The appellees, who were the complainants in the court below, filed their bill against the Mechanics Bank of Alexandria, setting out their right to $3,000 of the capital stock of that bank, which was standing in the name of Adam Lynn; but which was avowedly purchased and held by him as trustee for John Wise, the grandfather of the complainants, and from whom they derived their right and title to the stock in question. That they were desirous of having their stock transferred to their guardian, which the trustee, Adam Lynn, was willing to do, and offered to transfer the same, but that on application to the bank, permission was refused on the allegation that Adam Lynn was a debtor to the bank and that it held a lien for that debt on all the stock of the bank which stood in his name. The bill alleges that when the stock was purchased by Adam Lynn, for John Wise, and transferred to him upon the books of the bank, it was well known to the president and Directors, that the purchase was made by, and transferred to Lynn, in his character of trustee for John Wise, although the trust was not expressed in the transfer.
The bill prays that the bank may be compelled to open its transfer book, and permit Adam Lynn to transfer the $3,000, in stock, to the said Louisa and Anna Maria Seton, or to their guardian, Nathaniel S. Wise.
The bank, by its answer, denies that the board of directors knew or had any notice that Adam Lynn held the stock as trustee, but alleges that all the stock standing upon the books of the bank in the name of Adam Lynn was considered by the board of directors as his own stock, and avers that at the time the answer was put in, there was no stock standing in his name on the books, but that the whole of it had been applied by the bank to the payment of his debts to it according to articles of agreement between him and the cashier of the bank.

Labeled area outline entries
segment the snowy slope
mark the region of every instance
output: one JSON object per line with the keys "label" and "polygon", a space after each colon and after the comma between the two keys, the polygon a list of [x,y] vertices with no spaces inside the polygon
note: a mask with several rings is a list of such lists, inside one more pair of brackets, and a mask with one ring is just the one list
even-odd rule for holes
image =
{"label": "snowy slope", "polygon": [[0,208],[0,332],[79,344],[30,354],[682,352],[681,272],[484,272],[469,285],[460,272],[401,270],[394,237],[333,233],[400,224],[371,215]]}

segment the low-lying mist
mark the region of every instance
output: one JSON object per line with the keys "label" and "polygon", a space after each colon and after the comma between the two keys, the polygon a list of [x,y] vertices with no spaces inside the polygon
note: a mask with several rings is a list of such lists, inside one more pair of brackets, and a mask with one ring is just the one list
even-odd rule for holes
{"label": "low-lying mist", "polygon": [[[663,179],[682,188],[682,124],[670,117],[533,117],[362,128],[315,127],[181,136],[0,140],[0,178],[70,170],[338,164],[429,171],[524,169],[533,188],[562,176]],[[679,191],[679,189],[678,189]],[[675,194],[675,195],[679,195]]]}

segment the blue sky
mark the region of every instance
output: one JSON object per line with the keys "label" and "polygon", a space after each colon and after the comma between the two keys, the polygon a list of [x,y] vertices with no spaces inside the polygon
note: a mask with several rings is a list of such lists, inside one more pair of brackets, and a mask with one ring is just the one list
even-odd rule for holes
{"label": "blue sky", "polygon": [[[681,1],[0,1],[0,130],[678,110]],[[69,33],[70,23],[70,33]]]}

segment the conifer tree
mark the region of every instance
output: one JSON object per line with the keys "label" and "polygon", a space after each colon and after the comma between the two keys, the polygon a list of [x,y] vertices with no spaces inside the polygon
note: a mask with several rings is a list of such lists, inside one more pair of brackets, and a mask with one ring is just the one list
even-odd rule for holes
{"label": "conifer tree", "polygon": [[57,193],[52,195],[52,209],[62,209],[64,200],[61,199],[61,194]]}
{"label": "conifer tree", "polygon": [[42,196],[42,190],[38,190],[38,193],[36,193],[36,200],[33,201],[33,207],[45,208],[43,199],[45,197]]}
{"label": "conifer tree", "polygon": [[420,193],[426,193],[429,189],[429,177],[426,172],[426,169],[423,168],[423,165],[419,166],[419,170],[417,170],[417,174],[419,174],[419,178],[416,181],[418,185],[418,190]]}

**Problems and tasks**
(a) Answer these questions from the Mechanics Bank text:
(i) What dollar amount of the bank's capital stock is in dispute?
(ii) Who is named as guardian of Louisa and Anna Maria Seton?
(iii) According to the bank's answer, what became of the stock that had stood in Adam Lynn's name?
(b) Decide whether each statement agrees with the Mechanics Bank text, answering yes or no and quoting the words that settle it:
(i) John Wise was the grandfather of the complainants.
(ii) The trust was expressed in the transfer of the stock to Adam Lynn.
(iii) Adam Lynn refused to transfer the stock.
(c) Please carry the Mechanics Bank text on from its last sentence.

**Results**
(a)
(i) $3,000
(ii) Nathaniel S. Wise
(iii) The bank applied all of it to paying his debts to the bank, under articles of agreement between him and the bank's cashier.

(b)
(i) Yes: "John Wise, the grandfather of the complainants"
(ii) No: "although the trust was not expressed in the transfer"
(iii) No: "which the trustee, Adam Lynn, was willing to do, and offered to transfer the same"

(c)
The bank also sets up the right under its charter to hold the stock for the payment of Lynn's debt, but had, under the agreement made with the cashier as before mentioned, become the purchaser of the stock for a full and fair consideration, without any knowledge that the complainants had any interest in the same.
The court below, upon the bill, answer, and exhibits and proofs taken in the cause, decreed that the bank should cause its transfer book to be opened, and to permit Adam Lynn to
transfer the stock to Nathaniel S. Wise, guardian of the complainants, to be by him held in trust for their use. From this decree there is an appeal to this Court, and the following points have been made, upon which a reversal of that decree is claimed.
1. That the subject matter of the bill is not properly cognizable in a court of chancery, but that the remedy is at law, and the party to be compensated in damages.
2. That there is a want of proper parties.
3. That upon the merits, the bank has a right to hold and apply the stock in payment of Adam Lynn's debt to it.
With respect to the first objection, it has been said that a court of chancery will not decree a specific performance of contracts except for the purchase of lands or things that relate to the realty and are of a permanent nature, and that where the contracts are for chattels and compensation can be made in damages, the parties must be left to their remedy at law. But notwithstanding this distinction between personal contracts for goods and contracts for lands is to be found laid down in the books as a general rule; yet there are many cases to be found where specific performance of contracts relating to personalty have been enforced in chancery, and courts will only weigh with greater nicety contracts of this description than such as relate to lands.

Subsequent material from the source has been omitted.